───── Supplied text
# Non-Soap Shampoo Bar



## Soapsense (Dec 2, 2016)

I recently bought a shampoo Bar on vacation, and I actually really like it, but it doesn't appear to actually be soap.  It looks like it was molded in two halfs and squeezed together like a bath bomb. All though it feels like soap.

Has anyone made these?  The Ingredients were:  Sodium coco sulfate, lemon juice, powdered lemon peel, cocoa butter, coconut oil, red raspberry seed oil, pro-vitamin B complex.


----------



## Dahila (Dec 2, 2016)

yes, I use it for I think 3 years, I make my own 
http://swiftcraftymonkey.blogspot.ca/search?q=shampoo+bar


----------



## DeeAnna (Dec 2, 2016)

Your shampoo bar is a synthetic detergent; as you guessed, it is not lye-based soap. Nothing wrong with that -- I learned the hard way that lye-based soap does horrid things to my hair. I went back to commercial shampoo for awhile, and am just now starting to experiment with making my own syndet shampoo bars. 

Dahlia is right -- Susan (swift crafty monkey) is the go-to girl for this information; pretty much all I know is from Susan and advice given here on SMF and "The Dish," another soap making forum. There are others on SMF besides Dahlia who have made this type of shampoo bar for a long time with good results. I'm a beginner, but will share what I've learned.

SCS is a fairly strong cleanser, so you might find it to be drying to your scalp and hair. Some people don't, but many do. I learned to avoid it when buying commercial shampoos -- it makes my hair feel dry and scalp itchy -- but my DH doesn't mind it at all.

For my shampoo bar recipe, I'm avoiding SCS entirely and am using these solid syndets instead -- SCI (sodium cocoyl isethionate) and SLSa (sdium lauryl sulfoacetate). These are both anionic syndets. SCI is mild with creamy foam. SLSa might be a bit stronger of a cleanser from what I gather, but it makes lots of fluffy, long lasting bubbles. I might experiment next time with just using the SCI as my only solid syndet and see what I think.

Susan says mixing syndets of different types (anionic, cationic, amphoteric) causes the resulting mix to be milder, so I added liquid coamidopropyl betaine to my recipe, again following what I learned from her. It's an "amphoteric" syndet that reduces static in hair and makes a quick foamy lather. It is a poor cleanser however -- that's fine for babies, but not so much for adult shampoo. You need a bit of liquid to create the shampoo bar, so this syndet does double duty as the liquid in the recipe.
──────────
───── Record extracts
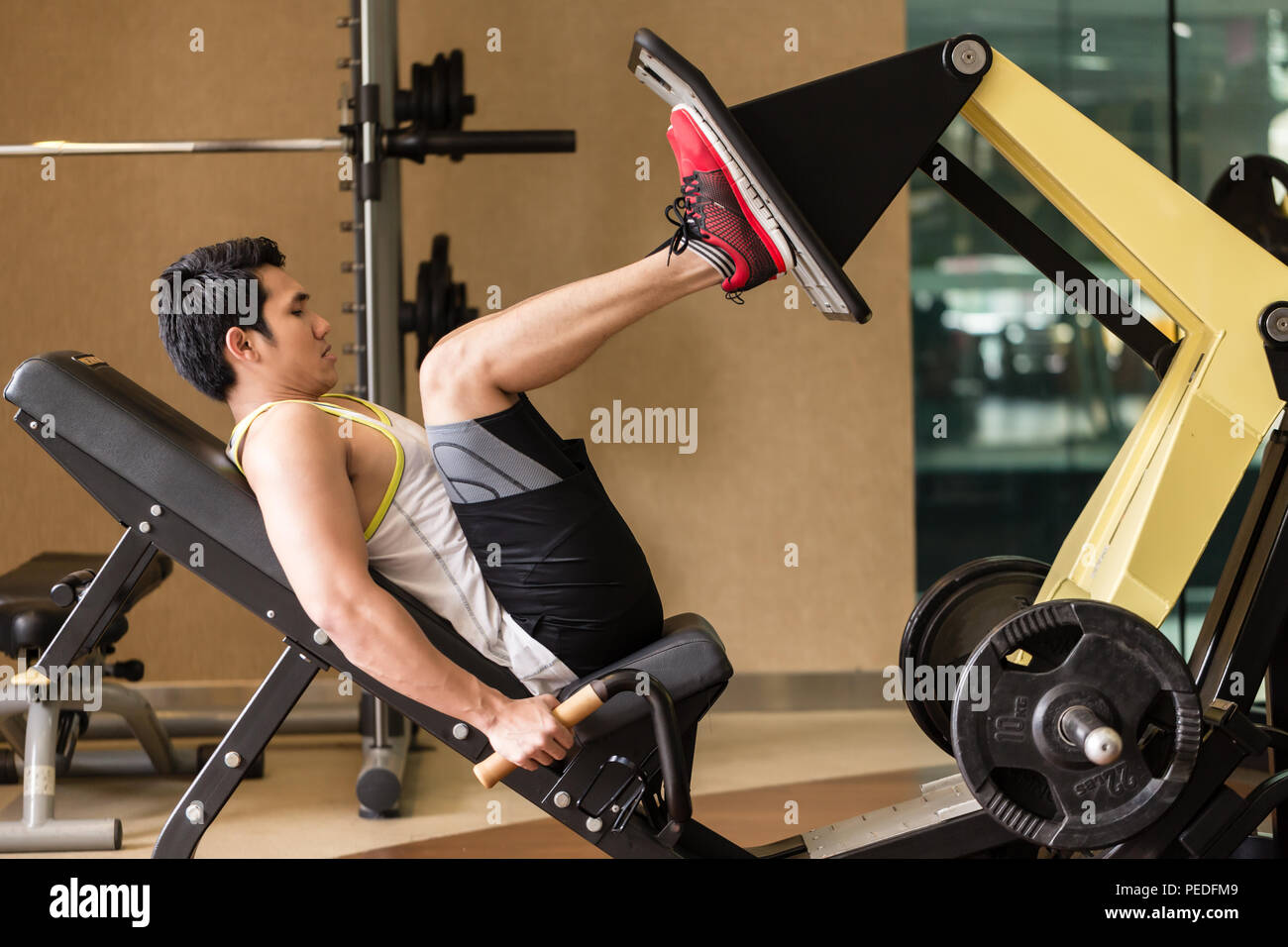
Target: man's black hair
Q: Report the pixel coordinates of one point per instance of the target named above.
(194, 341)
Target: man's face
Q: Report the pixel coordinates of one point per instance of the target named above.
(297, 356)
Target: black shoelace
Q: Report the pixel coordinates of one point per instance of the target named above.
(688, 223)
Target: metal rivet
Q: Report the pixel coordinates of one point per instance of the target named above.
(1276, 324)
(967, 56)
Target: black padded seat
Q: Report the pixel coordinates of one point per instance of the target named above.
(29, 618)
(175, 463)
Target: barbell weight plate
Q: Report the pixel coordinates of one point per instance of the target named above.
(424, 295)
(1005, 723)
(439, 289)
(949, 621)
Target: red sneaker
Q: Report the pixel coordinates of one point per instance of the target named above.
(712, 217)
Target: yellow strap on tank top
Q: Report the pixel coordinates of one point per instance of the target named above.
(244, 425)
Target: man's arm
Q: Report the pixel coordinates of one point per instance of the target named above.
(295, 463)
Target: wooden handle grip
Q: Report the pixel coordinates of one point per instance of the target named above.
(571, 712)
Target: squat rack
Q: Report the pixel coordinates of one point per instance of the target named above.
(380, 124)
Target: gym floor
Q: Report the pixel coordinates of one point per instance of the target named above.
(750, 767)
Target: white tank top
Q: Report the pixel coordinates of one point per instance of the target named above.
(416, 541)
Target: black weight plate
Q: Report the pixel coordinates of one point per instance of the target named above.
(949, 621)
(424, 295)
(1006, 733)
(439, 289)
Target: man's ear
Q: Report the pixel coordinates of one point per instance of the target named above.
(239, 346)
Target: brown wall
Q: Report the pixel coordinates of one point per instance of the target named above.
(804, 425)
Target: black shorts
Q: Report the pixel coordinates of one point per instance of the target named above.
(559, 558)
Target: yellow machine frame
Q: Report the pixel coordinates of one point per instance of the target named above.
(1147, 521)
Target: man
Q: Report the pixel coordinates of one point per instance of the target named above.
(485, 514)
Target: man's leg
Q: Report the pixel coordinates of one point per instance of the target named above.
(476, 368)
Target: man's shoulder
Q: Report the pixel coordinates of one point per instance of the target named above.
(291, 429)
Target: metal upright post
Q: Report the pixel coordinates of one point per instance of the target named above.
──────────
**Task requirements**:
1. In the shampoo bar thread, write out the part that opens with the words containing "For my shampoo" and closes with "what I think.", substituting "airy" for "fluffy".
2. Sum up the shampoo bar thread in two sentences.
3. In the shampoo bar thread, what does Susan say happens when syndets of different types are mixed?

**Per-task outputs**:
1.
For my shampoo bar recipe, I'm avoiding SCS entirely and am using these solid syndets instead -- SCI (sodium cocoyl isethionate) and SLSa (sdium lauryl sulfoacetate). These are both anionic syndets. SCI is mild with creamy foam. SLSa might be a bit stronger of a cleanser from what I gather, but it makes lots of airy, long lasting bubbles. I might experiment next time with just using the SCI as my only solid syndet and see what I think.

2. One poster describes a vacation shampoo bar that does not seem to be soap and lists its ingredients, and another poster says they have made their own for about three years. DeeAnna explains that the bar is a synthetic detergent rather than lye-based soap, warns that SCS can dry the scalp and hair, and describes her own recipe using SCI, SLSa, and a liquid amphoteric syndet that also serves as the recipe's liquid.

3. The resulting mix becomes milder.